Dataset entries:

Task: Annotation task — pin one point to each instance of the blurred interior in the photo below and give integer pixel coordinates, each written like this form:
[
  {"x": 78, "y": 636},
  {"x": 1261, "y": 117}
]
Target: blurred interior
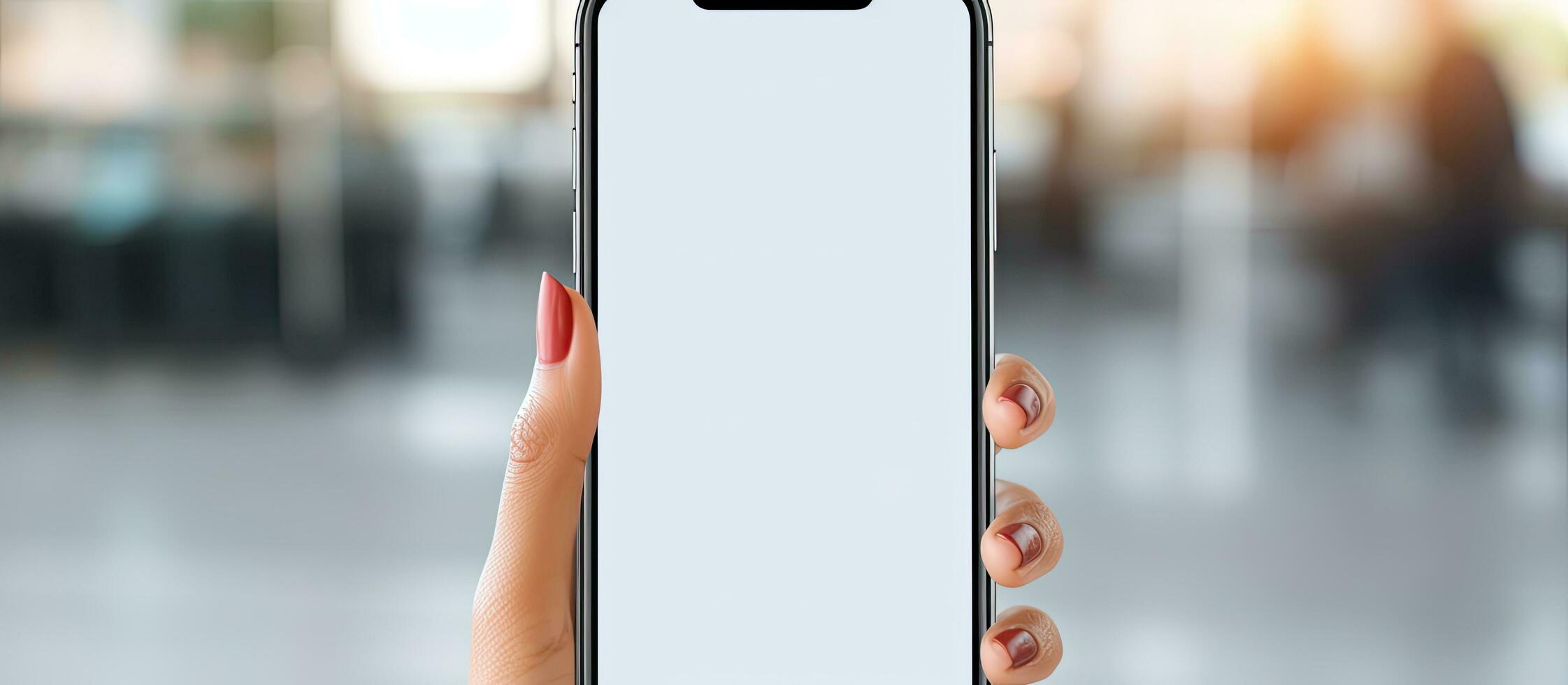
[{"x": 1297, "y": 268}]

# What you are asked to do
Please copy every entry exactly, without the pictures.

# Solved exercise
Task: Annotation task — pin one point to each instance of the blurred interior in the photo below and give integer pixel coordinates, each written like this form:
[
  {"x": 78, "y": 636},
  {"x": 1261, "y": 117}
]
Target: blurred interior
[{"x": 1297, "y": 268}]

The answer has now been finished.